TEKS KUTIPAN:
^^^^^^^^
Terungkap, AS Sempat Ketir-ketir Rusia Mengebom Nuklir Ukraina pada 2022
loading...
A
A
A
WASHINGTON - Pada akhir tahun 2022, Amerika Serikat (AS) mulai “bersiap secara ketat” menghadapi kemungkinan Rusia menyerang Ukraina dengan senjata nuklir. Demikian diungkap dua pejabat senior pemerintah Washington kepada CNN.
Jika Moskow mengebom nuklir Kyiv pada saat itu, maka itu akan menjadi serangan nuklir pertama dalam perang sejak Amerika menjatuhkan bom atom di Hiroshima dan Nagasaki hampir delapan puluh tahun sebelumnya.
Para pejabat tersebut mengatakan pemerintahan Joe Biden secara khusus khawatir Rusia mungkin menggunakan senjata nuklir taktis di medan perang.
Jurnalis CNN, Jim Sciutto, mengatakan dia pertama kali melaporkan bahwa para pejabat AS khawatir mengenai penggunaan senjata nuklir taktis Rusia pada tahun 2022, namun dalam buku barunya, “The Return of Great Powers” yang akan diterbitkan pada 12 Maret 2024, dia mengungkapkan rincian eksklusif tentang tingkat perencanaan darurat yang belum pernah terjadi sebelumnya yang dilakukan oleh para pejabat senior pemerintahan Biden, yang menjadi semakin khawatir dengan situasi ini.
“Itulah yang dihadirkan oleh konflik tersebut kepada kami, jadi kami percaya dan menurut saya merupakan hak kami untuk mempersiapkan diri dengan matang dan melakukan segala kemungkinan untuk menghindari hal tersebut terjadi,” kata pejabat senior pemerintah Biden yang pertama kepada Sciutto, yang dilansir Minggu (10/3/2024).
^^^^^^^^
DATA MENTAH:
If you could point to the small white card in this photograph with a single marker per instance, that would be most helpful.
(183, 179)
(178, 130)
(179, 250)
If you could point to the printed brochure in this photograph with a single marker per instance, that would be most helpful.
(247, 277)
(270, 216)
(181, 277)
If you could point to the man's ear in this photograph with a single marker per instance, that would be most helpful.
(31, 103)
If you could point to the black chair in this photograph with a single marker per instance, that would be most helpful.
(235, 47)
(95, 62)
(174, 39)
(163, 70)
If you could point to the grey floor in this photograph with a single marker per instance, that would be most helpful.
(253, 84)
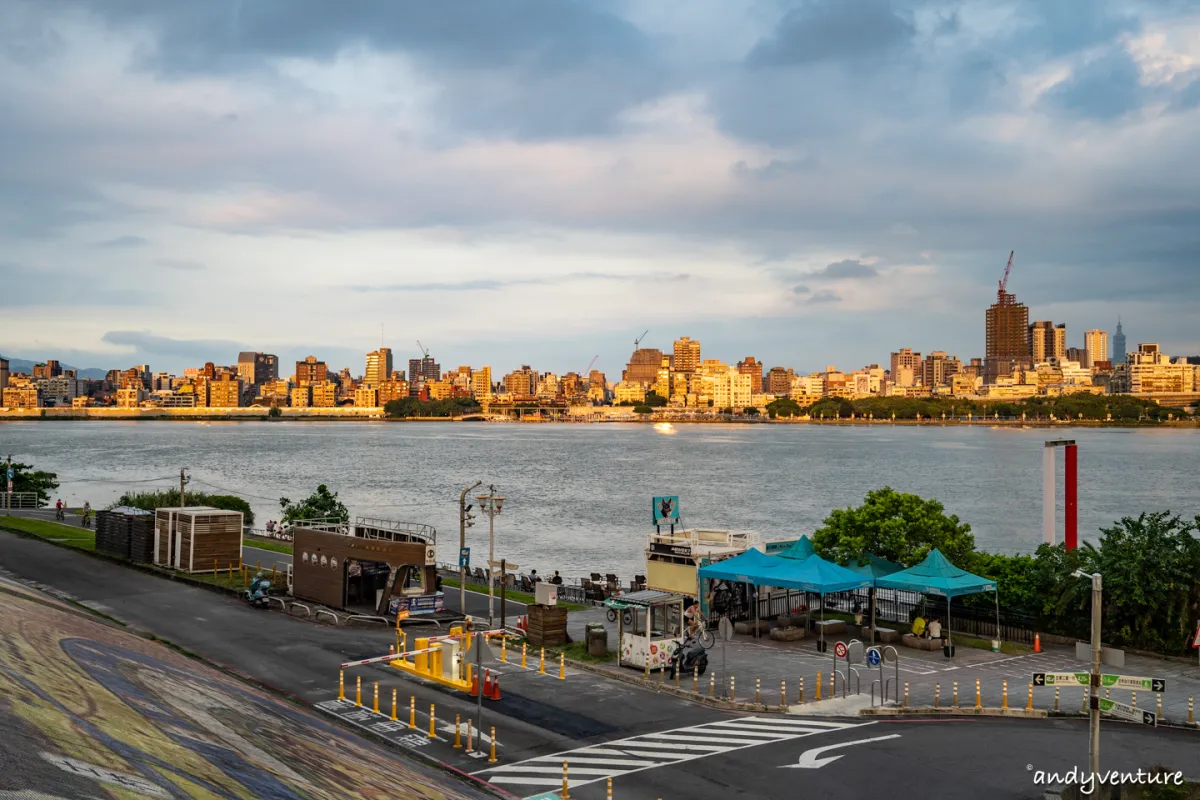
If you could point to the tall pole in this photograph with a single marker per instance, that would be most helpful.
(1095, 713)
(462, 543)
^^^^^^^^
LATIHAN:
• a. Jawab pertanyaan berikut berdasarkan teks kutipan.
(i) Kepada media apa dua pejabat senior pemerintah Washington mengungkapkan persiapan AS itu?
(ii) Jenis senjata apa yang secara khusus dikhawatirkan pemerintahan Joe Biden akan digunakan Rusia di medan perang?
(iii) Kapan buku "The Return of Great Powers" akan diterbitkan?
• b. Skalakan ulang catatan mulai dari baris yang memuat "If you could point to the tall" sampai akhir catatan. Tulis kembali semua baris itu beserta permintaannya, dengan setiap koordinat titik pada jawaban dikalikan 1,6 lalu dibulatkan ke bilangan bulat (nilai setengah dibulatkan ke atas).

KUNCI JAWABAN:
• a.
(i) CNN
(ii) Senjata nuklir taktis
(iii) 12 Maret 2024

• b.
If you could point to the tall pole in this photograph with a single marker per instance, that would be most helpful.
(1752, 1141)
(739, 869)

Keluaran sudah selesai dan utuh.